=== Excerpt ===

Radiomics feature extraction was performed using the PyRadiomics V3.0 (26) toolkit integrated within the uAI Research Portal V1.1. A total of 1,904 features were automatically extracted from both the original and filtered CT images by applying 15 image filters. These features comprised seven major categories: first-order statistical features (n = 378), shape-based (morphological) features (n = 14), gray-level co-occurrence matrix (GLCM) features (n = 441), gray-level run length matrix (GLRLM) features (n = 336), gray-level size zone matrix (GLSZM) features (n = 336), gray-level dependence matrix (GLDM) features (n = 294), and neighboring gray-tone difference matrix (NGTDM) features (n = 105). A detailed description of the applied filters and corresponding feature sets is provided in Supplementary information 2.
After applying Z-score normalization and Spearman correlation analysis, the least absolute shrinkage and selection operator (LASSO) regression addressed feature collinearity.
Model development
Univariable logistic regression was performed to evaluate the association between clinical and imaging variables with MPP severity and recovery status. Variables with a p-value < 0.05 were considered statistically significant and subsequently included in model construction. For Radiomics features, Z-score normalization followed by LASSO regression was applied for feature selection, with features yielding p-values < 0.05 retained for model development.

===

What this exercise asks »
**a.** Recast the paragraph of the radiomics methods excerpt that begins "Radiomics feature extraction was performed" as a bulleted list that keeps its main facts.
**b.** Summarize the radiomics methods excerpt in two sentences.
**c.** Extend the radiomics methods excerpt by writing what comes after its final sentence.

=== Material shown ===

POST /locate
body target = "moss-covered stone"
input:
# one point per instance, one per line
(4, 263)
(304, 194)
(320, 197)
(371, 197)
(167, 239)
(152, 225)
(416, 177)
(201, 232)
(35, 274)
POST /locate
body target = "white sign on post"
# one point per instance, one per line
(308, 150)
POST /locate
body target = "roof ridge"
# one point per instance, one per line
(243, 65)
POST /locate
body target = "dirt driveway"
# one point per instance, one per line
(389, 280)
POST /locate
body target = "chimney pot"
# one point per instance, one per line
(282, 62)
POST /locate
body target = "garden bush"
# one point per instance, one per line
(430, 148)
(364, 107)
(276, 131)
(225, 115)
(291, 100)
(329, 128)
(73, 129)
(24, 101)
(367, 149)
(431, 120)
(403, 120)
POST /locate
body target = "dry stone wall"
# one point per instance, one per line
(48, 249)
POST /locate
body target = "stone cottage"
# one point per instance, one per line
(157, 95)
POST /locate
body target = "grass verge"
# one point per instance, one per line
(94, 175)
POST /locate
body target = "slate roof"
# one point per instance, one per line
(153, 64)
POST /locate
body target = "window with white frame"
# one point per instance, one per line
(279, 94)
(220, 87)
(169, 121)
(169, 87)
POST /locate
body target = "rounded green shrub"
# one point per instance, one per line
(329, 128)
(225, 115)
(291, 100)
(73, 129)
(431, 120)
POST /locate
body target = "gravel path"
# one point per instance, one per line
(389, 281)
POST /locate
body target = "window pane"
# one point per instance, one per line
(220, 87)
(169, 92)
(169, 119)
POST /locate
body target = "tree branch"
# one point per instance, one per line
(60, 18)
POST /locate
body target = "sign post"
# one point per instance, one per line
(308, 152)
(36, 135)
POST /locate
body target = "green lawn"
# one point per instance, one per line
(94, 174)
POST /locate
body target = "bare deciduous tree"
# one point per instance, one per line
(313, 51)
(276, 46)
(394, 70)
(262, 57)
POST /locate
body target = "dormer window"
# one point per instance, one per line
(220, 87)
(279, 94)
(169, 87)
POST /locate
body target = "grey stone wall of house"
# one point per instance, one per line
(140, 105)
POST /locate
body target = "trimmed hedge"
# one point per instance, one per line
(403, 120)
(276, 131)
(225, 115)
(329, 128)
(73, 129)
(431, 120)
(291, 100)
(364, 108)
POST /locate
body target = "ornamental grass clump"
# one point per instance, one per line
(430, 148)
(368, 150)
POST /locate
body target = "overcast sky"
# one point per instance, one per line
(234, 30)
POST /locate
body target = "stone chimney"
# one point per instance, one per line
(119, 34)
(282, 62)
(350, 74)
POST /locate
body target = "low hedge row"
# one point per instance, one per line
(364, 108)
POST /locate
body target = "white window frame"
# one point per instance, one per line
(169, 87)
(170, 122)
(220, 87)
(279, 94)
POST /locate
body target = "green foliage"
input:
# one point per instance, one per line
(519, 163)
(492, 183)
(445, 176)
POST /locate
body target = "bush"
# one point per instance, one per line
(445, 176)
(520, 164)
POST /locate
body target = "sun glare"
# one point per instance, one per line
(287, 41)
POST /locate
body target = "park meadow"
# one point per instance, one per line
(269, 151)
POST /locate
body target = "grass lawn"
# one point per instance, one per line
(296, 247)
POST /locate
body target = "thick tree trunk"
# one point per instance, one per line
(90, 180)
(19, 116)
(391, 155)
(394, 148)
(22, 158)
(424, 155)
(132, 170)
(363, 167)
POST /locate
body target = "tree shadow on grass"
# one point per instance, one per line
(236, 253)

===

Your written answers »
**a.**
- Tool: PyRadiomics V3.0, integrated within the uAI Research Portal V1.1
- Total: 1,904 features, extracted automatically from original and filtered CT images using 15 image filters
- Seven feature categories:
  - first-order statistical features (n = 378)
  - shape-based (morphological) features (n = 14)
  - GLCM features (n = 441)
  - GLRLM features (n = 336)
  - GLSZM features (n = 336)
  - GLDM features (n = 294)
  - NGTDM features (n = 105)
- Filter and feature set details: Supplementary information 2

**b.** Using PyRadiomics V3.0 within the uAI Research Portal V1.1, 1,904 features in seven categories were extracted from original and filtered CT images with 15 image filters, and LASSO regression addressed feature collinearity after Z-score normalization and Spearman correlation analysis. Univariable logistic regression assessed the association of clinical and imaging variables with MPP severity and recovery status, and variables and radiomics features with p-values below 0.05 were retained for model construction.

**c.**
Three random forest models were developed: A Clinical-Image Model incorporating clinical and imaging variables, a Radiomics Model based solely on selected Radiomics features, and an Integrated Model combining clinical, imaging, and Radiomics features.
Statistical analysis
Continuous variables were reported as median (IQR), while categorical variables were expressed as frequencies and percentages. Comparisons of patient characteristics across the training, testing, and validation cohorts were conducted using the Fisher’s exact test, Pearson’s χ2 test, or the Mann–Whitney U test, as appropriate based on variable type and distribution. Univariable and multivariable logistic regression analyses were also performed to identify potential differences among cohorts.
The predictive performance of the models in assessing the severity and delayed recovery of MPP was evaluated using the Receiver Operating Characteristic curves (ROC) and area under the ROC (AUC) with corresponding 95% confidence intervals. Additional performance metrics including sensitivity, specificity, accuracy, F1 score and precision were calculated to provide a comprehensive assessment of model effectiveness. Pairwise comparisons of model performance were conducted using the DeLong test and integrated discrimination improvement (IDI) analysis. To enhance interpretability of the Integrated models, we performed SHAP (SHapley Additive Explanations) analysis to evaluate the relative contribution of each feature to the model’s output.
All statistical analyses were performed using R software (version 3.6.0; The R Foundation for Statistical Computing). A two-sided p-value < 0.05 was considered statistically significant.
Results
Patient characteristics
A total of 238 patients were included in the training cohort, while 60 patients comprised the testing cohort. Additionally, 278 patients from external centers were enrolled in the validation cohort. The detailed inclusion and exclusion process is depicted in Figure 2.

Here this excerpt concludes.